::: Selected extract :::
10.  RELATIONSHIP BETWEEN THE PARTIES

This Agreement is not intended by the parties to constitute or create a joint venture, pooling arrangement, partnership, or formal business organization of any kind other than a contractor team arrangement and the rights and obligations of the parties shall be limited to those expressly set forth herein.  Neither party shall have the authority to bind the other.  Nothing herein shall be construed as providing for the sharing of profits or losses arising out of the efforts of either or both of the parties, except as may be provided for in any subcontract agreed to between the parties.

11.  PATENTS AND INVENTIONS

If any invention is made exclusively by the employee(s) of one party in connection with the effort under this Agreement, title to said invention and to any patent(s) issuing there from shall belong exclusively to said party.  Inventions conceived jointly by the parties hereto in the course of the work called for by this Agreement shall be owned jointly by the Prime and the Sub, subject to any further agreement of the parties.  This understanding is subject to the limitations and requirements of any applicable United States government acquisition regulations or the terms and conditions of the prime contract.  Any ownership rights or licenses provided for hereunder shall survive the termination of this agreement.  Except as provided herein, neither party shall be considered to have granted to the other any right or license(s) in any patent(s), invention(s), technical data or trade secret(s) of the disclosing Party.

 
This information is confidential and proprietary.  Unauthorized use or duplication
Is strictly prohibited.  © 2010 CWS marketing & finace group, Inc.  All Rights Reserved.
::: Entries shown :::
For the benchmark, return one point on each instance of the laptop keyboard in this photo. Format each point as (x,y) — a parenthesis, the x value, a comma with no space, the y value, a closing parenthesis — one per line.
:::
::: Entries shown :::
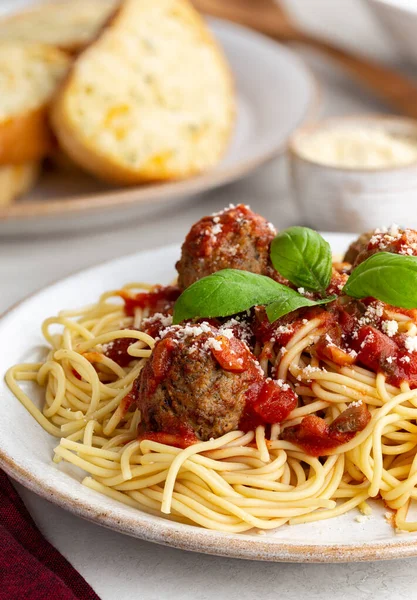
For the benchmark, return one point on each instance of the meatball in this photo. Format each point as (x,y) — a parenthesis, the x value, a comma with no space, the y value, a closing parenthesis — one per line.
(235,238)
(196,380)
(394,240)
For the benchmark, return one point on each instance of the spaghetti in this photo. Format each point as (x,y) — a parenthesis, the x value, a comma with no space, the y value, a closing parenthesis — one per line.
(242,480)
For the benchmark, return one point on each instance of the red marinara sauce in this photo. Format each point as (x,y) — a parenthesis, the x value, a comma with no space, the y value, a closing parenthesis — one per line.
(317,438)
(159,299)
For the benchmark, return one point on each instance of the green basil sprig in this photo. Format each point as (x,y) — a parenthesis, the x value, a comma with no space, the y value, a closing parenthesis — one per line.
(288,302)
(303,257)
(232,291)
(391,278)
:::
__What the task asks__.
Print the part of the contract excerpt that opens with the words "This Agreement is" and ends with "between the parties.". The listing has nothing to do with the contract excerpt.

__Exercise response__.
This Agreement is not intended by the parties to constitute or create a joint venture, pooling arrangement, partnership, or formal business organization of any kind other than a contractor team arrangement and the rights and obligations of the parties shall be limited to those expressly set forth herein.  Neither party shall have the authority to bind the other.  Nothing herein shall be construed as providing for the sharing of profits or losses arising out of the efforts of either or both of the parties, except as may be provided for in any subcontract agreed to between the parties.